Top of Reading text

King of León (956–958, 960–966)

Sancho I of León, nicknamed Sancho the Fat (c. 932 – 19 December 966) was a king of León twice. He was succeeded in 958 by Ordoño IV and, on his death, by his son Ramiro.

== Reign ==
He was the son of Ramiro II of León and his second wife queen Urraca Sánchez of Pamplona. He was a grandson of Sancho I of Pamplona and Toda Aznárez. Ramiro II was succeeded by his son Ordoño III in 951. At first, the younger Sancho disputed the throne with his elder brother. Upon Ordoño's death in 956, he took the vacant throne. Sancho had the support of part of the nobility, his grandmother and the Count of Castile, Fernán González (Ordoño's brother-in-law). Ordoño defeated the rebels beside the walls of León. However, only two years later, he was deposed by the nobles led by Fernán González of Castile because of his extreme obesity. He was replaced by Ordoño the Wicked from 958 to 960.

Sancho had refused to respect the peace that the late Ordoño had agreed with the Cordovans, who sent an army against him that defeated him in 957, an event that increased his discredit and favoured his overthrow. So, he first went to his grandmother Toda of Pamplona and asked for aid in recovering his throne. Queen Toda, Sancho I and his wife Teresa Ansúrez travelled to Córdoba in 958. This led to a deal being signed with the Caliph of the Caliphate of Córdoba, Abderramán III, to help to recover the throne of León in exchange for some territory on the banks of the Duero. During his exile in Andalus, according to Dozy, Sancho managed to shed at least some portion of his girth under the treatment of court doctor Hasdai ibn Shaprut by not allowing him to take more than infusions for forty days.

Sancho concluded a treaty with the Moors and, with the help of the Leonese and Navarrese noblesse, and in accordance with the signed pact, a Muslim-Pamplonian army took Zamora in the spring of 959 and León in the second half of 960 and restored Sancho I as king. Ordoño IV fled to Asturias. The king did not take long to forget his agreement with Abderramán III, who then came to support Ordoño IV, although this time, their confrontation did not go beyond a few punitive raids on his lands.

=== Later reign ===
The final years of his reign were characterised by the growing independence of the Castilian and Galician nobility.

Bottom of Reading text
Top of Source information

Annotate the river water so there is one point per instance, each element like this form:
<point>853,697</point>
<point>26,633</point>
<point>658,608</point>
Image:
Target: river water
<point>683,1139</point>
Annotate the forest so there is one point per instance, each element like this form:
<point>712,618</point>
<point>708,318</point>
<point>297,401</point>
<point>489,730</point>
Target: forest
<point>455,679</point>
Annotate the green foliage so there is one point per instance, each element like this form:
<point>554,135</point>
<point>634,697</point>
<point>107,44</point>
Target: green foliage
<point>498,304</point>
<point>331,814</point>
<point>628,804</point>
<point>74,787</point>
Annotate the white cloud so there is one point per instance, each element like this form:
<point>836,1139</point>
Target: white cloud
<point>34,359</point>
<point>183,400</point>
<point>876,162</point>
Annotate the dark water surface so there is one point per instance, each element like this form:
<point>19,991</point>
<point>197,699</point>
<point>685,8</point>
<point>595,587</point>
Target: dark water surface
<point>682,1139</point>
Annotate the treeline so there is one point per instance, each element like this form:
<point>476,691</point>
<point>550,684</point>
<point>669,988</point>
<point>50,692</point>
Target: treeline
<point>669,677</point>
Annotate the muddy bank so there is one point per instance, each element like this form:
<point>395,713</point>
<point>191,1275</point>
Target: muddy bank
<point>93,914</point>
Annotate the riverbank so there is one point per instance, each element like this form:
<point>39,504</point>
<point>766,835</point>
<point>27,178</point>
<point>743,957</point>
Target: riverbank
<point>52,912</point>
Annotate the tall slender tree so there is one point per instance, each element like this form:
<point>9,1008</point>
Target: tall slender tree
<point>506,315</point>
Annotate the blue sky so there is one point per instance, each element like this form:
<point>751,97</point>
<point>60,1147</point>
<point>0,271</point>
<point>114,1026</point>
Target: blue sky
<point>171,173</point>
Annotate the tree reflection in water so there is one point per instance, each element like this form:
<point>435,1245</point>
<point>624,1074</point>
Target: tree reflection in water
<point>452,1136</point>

Bottom of Source information

> [Tasks]
A. In the passage about Sancho I of León, which court doctor treated Sancho during his exile in Andalus?
B. Retype the portion of the passage about Sancho I of León that opens with the words containing "Sancho I of León, nicknamed" and closes with "958 to 960.".

> [List of solutions]
A. Hasdai ibn Shaprut

B.
Sancho I of León, nicknamed Sancho the Fat (c. 932 – 19 December 966) was a king of León twice. He was succeeded in 958 by Ordoño IV and, on his death, by his son Ramiro.

== Reign ==
He was the son of Ramiro II of León and his second wife queen Urraca Sánchez of Pamplona. He was a grandson of Sancho I of Pamplona and Toda Aznárez. Ramiro II was succeeded by his son Ordoño III in 951. At first, the younger Sancho disputed the throne with his elder brother. Upon Ordoño's death in 956, he took the vacant throne. Sancho had the support of part of the nobility, his grandmother and the Count of Castile, Fernán González (Ordoño's brother-in-law). Ordoño defeated the rebels beside the walls of León. However, only two years later, he was deposed by the nobles led by Fernán González of Castile because of his extreme obesity. He was replaced by Ordoño the Wicked from 958 to 960.